Иду по тропе от дворца к реке. Впереди лишь редкие одиночные деревья, местность напоминает заброшенный пустырь, посреди которого я и увидел могилу. Ни ограды, ни креста, ни памятника, ни аллеи, а на могиле лишь куст жасмина да четыре кривоватых чахлых деревца высотою в 2-3 метра. Но ошибки нет - на пустыре этом посреди явно заболачивающейся низинки покоится слава и гордость наша, выдающийся русский лесовод, ботаник и географ. Над могилой возвышается стелла из серого мрамора, на которой с трудом прочитываю-догадываюсь: "Морозов Георгий Федорович, основоположник русского лесоводства 1867-1920".

И пустая надгробная плита. А рядом слева такая же серая бетонная плита, на которой: "Морозова Лидия Николаевна 1870-192I".

И все, и ничего больше.

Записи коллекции
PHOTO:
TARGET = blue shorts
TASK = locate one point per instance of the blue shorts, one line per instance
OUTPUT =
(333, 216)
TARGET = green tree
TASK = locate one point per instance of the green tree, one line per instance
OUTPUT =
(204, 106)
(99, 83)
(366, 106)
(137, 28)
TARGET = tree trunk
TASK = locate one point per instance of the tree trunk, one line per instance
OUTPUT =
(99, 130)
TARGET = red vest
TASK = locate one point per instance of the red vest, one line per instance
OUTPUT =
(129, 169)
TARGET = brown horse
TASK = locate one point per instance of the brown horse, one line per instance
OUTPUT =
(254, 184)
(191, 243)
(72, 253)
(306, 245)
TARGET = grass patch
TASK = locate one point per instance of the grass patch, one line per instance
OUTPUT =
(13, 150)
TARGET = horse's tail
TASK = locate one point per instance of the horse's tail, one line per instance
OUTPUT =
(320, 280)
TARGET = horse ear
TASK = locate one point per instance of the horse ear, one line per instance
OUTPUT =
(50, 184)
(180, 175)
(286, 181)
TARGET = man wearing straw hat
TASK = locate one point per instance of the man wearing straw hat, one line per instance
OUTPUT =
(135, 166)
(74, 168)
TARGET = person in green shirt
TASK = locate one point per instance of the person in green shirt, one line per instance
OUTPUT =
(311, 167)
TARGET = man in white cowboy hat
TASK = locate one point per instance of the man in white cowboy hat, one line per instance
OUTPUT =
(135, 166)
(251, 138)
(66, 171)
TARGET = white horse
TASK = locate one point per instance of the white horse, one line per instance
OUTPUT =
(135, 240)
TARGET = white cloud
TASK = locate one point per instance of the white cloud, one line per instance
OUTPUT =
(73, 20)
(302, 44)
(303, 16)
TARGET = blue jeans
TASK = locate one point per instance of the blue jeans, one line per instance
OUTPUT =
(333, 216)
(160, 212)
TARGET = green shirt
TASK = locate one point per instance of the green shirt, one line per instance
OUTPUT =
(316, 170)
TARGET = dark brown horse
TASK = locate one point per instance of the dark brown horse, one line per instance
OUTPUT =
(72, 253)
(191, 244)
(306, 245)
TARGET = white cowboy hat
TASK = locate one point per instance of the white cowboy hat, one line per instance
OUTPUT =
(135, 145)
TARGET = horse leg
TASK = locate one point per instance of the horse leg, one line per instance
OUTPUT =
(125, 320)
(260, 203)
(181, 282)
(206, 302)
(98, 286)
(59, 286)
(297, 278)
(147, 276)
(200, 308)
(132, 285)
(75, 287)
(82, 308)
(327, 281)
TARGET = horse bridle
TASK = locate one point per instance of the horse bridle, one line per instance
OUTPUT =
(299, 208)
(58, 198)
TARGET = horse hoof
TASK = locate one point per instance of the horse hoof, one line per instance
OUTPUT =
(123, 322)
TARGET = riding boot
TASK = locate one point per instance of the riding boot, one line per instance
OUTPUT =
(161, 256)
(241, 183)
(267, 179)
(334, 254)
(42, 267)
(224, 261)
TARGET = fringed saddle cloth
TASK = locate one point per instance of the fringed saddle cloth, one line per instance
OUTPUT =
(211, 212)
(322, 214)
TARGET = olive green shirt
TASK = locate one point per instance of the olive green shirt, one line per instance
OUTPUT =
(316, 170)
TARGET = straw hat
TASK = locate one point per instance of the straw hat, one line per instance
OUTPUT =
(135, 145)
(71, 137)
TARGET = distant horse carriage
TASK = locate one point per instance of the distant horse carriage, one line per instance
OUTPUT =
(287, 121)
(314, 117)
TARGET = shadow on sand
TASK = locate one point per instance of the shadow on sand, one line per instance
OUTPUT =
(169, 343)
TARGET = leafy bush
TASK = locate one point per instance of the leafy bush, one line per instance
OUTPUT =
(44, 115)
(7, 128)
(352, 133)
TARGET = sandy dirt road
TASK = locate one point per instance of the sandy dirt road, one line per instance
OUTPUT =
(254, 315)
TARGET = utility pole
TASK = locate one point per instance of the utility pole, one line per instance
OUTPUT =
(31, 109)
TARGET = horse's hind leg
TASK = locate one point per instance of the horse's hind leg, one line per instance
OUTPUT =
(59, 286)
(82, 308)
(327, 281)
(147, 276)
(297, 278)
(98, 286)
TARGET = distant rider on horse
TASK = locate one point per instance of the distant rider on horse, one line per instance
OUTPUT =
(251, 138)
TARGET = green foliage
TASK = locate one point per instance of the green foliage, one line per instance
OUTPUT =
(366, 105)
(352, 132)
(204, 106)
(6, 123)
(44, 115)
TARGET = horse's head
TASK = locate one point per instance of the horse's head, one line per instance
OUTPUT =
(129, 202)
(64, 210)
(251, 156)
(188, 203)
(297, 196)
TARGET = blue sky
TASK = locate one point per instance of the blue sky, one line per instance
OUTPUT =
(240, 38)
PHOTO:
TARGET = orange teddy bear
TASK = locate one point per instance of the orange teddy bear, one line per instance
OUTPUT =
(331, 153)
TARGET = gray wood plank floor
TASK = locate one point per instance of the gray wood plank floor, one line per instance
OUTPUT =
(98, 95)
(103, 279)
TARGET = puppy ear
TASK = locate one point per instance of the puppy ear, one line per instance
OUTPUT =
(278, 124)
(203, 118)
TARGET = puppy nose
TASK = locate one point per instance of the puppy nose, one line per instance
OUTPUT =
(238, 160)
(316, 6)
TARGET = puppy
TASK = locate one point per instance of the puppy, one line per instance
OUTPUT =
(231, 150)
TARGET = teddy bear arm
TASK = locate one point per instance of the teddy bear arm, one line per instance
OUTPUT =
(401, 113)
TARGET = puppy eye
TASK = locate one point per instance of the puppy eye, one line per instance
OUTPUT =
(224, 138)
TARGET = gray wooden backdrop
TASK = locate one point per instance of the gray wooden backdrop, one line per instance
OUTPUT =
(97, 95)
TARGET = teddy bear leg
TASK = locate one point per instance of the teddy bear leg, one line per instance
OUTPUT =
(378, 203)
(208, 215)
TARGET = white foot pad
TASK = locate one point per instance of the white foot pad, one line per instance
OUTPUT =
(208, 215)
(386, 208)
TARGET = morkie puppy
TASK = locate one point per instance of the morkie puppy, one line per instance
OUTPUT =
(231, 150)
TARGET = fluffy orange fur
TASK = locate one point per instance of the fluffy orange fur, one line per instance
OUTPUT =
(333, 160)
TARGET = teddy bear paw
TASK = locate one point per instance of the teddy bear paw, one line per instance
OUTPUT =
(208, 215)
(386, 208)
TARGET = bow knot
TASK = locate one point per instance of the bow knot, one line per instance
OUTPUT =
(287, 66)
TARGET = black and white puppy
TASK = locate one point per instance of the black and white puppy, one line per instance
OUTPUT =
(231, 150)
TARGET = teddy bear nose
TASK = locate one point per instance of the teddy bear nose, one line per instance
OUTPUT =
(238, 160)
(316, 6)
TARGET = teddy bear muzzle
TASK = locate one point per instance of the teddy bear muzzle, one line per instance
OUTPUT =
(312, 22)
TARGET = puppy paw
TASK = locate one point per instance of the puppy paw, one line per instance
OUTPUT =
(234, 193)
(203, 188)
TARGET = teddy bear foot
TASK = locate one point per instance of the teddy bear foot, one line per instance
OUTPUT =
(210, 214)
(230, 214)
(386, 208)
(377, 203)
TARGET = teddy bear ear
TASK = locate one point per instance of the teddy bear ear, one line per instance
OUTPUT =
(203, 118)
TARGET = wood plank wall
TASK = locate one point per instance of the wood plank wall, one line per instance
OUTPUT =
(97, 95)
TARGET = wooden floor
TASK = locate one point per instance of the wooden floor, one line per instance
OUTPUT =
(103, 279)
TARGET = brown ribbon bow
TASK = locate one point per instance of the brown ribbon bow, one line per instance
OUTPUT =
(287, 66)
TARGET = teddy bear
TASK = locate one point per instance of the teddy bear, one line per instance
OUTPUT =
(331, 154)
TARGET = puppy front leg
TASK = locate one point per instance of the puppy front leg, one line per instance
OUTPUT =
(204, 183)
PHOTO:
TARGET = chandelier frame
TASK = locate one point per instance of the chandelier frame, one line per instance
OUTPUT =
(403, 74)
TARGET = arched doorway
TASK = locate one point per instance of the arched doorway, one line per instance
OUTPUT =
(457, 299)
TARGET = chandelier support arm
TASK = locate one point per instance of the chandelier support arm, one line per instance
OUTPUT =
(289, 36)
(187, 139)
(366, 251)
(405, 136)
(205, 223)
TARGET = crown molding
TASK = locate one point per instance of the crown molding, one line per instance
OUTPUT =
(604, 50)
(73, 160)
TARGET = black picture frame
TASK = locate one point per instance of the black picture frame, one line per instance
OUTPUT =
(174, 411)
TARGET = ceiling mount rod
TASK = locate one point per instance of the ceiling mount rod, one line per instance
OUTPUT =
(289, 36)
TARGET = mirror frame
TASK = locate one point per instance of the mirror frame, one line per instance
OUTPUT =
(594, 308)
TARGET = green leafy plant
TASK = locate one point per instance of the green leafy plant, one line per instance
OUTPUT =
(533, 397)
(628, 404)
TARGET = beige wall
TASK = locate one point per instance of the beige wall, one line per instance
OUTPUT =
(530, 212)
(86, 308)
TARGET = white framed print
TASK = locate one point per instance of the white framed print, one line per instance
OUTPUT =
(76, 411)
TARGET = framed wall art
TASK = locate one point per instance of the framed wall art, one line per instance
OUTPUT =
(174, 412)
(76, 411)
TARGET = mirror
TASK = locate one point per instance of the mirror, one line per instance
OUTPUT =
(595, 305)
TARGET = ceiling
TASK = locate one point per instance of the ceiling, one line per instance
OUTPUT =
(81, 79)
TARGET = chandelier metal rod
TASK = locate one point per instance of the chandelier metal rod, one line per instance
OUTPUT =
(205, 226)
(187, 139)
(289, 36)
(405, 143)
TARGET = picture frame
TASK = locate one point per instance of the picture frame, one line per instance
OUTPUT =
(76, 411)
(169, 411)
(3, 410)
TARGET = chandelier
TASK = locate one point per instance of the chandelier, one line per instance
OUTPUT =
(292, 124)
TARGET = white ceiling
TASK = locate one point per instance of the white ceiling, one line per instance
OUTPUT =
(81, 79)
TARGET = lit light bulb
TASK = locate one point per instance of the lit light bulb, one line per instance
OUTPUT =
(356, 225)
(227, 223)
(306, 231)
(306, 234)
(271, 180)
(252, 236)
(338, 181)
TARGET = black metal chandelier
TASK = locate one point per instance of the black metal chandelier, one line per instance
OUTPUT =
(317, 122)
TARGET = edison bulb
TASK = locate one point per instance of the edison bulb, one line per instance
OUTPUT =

Список заданий
a. Перепишите из текста о могиле Морозова отрывок от слов "Иду по тропе" до слов "и ничего больше." включительно.
b. Назовите по тексту о могиле Морозова материал, из которого сделана стела над могилой.

Ответы к упражнению
a.
Иду по тропе от дворца к реке. Впереди лишь редкие одиночные деревья, местность напоминает заброшенный пустырь, посреди которого я и увидел могилу. Ни ограды, ни креста, ни памятника, ни аллеи, а на могиле лишь куст жасмина да четыре кривоватых чахлых деревца высотою в 2-3 метра. Но ошибки нет - на пустыре этом посреди явно заболачивающейся низинки покоится слава и гордость наша, выдающийся русский лесовод, ботаник и географ. Над могилой возвышается стелла из серого мрамора, на которой с трудом прочитываю-догадываюсь: "Морозов Георгий Федорович, основоположник русского лесоводства 1867-1920".

И пустая надгробная плита. А рядом слева такая же серая бетонная плита, на которой: "Морозова Лидия Николаевна 1870-192I".

И все, и ничего больше.

b. Серый мрамор.